TASK DIRECTIONS: Please pull out each line of the rows below that contains the string "logo", treating uppercase and lowercase as different.

RECORD EXCERPTS:
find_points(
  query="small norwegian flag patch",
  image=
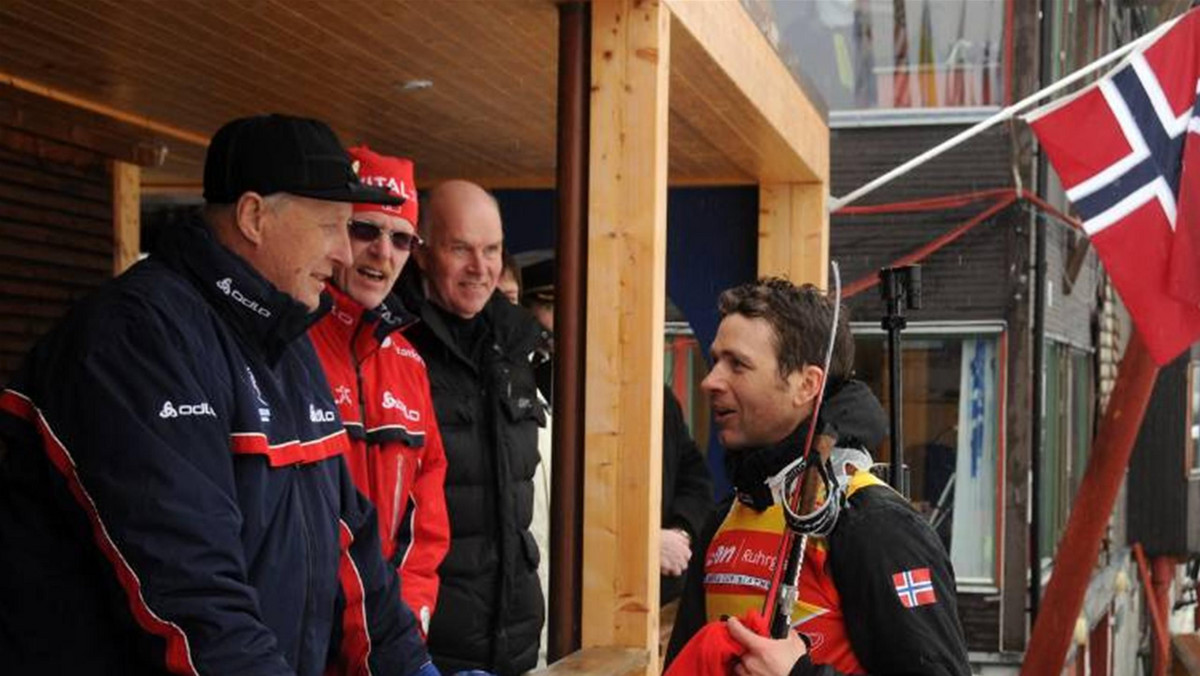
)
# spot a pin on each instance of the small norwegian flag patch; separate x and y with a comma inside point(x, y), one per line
point(915, 587)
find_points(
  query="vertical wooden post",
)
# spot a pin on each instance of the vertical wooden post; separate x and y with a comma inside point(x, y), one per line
point(1107, 466)
point(126, 215)
point(793, 232)
point(627, 283)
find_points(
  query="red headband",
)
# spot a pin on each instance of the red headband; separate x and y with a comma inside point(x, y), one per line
point(394, 174)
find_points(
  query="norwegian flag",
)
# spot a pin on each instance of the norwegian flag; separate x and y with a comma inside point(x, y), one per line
point(1128, 154)
point(915, 587)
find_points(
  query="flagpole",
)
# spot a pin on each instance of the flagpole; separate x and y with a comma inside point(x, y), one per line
point(839, 202)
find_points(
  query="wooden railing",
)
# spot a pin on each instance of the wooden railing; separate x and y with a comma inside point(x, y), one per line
point(599, 662)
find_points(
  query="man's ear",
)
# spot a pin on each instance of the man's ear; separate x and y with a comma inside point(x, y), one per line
point(250, 216)
point(419, 255)
point(805, 384)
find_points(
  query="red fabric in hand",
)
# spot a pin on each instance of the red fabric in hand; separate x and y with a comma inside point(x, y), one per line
point(713, 651)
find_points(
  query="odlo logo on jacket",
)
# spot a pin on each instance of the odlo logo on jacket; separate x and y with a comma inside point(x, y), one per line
point(172, 411)
point(226, 287)
point(319, 416)
point(390, 401)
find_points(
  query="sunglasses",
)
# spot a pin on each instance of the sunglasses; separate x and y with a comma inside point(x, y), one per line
point(366, 231)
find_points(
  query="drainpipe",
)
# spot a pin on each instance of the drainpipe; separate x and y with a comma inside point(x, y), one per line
point(1163, 570)
point(570, 307)
point(1039, 335)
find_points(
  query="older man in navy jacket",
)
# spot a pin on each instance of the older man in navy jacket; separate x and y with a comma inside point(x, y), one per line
point(173, 496)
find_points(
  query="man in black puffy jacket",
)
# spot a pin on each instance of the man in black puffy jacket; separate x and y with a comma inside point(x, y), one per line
point(477, 346)
point(173, 497)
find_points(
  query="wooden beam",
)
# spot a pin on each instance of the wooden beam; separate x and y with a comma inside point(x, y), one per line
point(599, 662)
point(126, 215)
point(627, 285)
point(787, 131)
point(793, 232)
point(53, 119)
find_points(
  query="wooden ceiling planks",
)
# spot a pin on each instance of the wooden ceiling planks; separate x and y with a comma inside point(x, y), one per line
point(490, 114)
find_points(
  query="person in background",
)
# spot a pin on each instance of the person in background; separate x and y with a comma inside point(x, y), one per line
point(540, 524)
point(173, 496)
point(510, 279)
point(687, 482)
point(477, 346)
point(382, 389)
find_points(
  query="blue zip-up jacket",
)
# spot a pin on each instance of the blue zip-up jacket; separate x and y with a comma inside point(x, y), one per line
point(172, 491)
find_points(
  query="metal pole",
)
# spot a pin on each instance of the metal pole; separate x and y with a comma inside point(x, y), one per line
point(1107, 466)
point(895, 393)
point(570, 312)
point(1045, 67)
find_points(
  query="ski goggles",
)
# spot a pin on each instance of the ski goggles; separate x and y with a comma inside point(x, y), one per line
point(369, 232)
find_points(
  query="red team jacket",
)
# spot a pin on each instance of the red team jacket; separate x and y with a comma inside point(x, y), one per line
point(396, 459)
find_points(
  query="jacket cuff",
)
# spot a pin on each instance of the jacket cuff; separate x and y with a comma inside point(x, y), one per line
point(803, 666)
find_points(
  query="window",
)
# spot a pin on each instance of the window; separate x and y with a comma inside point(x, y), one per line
point(1067, 436)
point(868, 54)
point(953, 420)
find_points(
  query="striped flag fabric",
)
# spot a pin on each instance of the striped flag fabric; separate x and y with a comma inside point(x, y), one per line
point(915, 587)
point(1127, 150)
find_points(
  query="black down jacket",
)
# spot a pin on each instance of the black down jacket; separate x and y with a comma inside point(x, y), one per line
point(490, 605)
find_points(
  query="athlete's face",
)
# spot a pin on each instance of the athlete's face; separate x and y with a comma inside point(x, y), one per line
point(753, 405)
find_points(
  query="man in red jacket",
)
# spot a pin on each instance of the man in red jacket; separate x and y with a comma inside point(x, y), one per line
point(382, 389)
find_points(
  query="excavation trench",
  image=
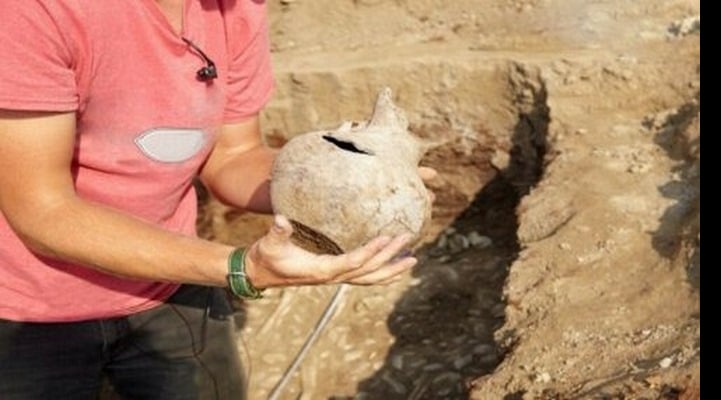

OUTPUT BELOW:
  query="odlo logo on jacket",
# spot a pin on each instance of the odlo logo on jacket; separate x and y with a comma inside point(x, y), one per line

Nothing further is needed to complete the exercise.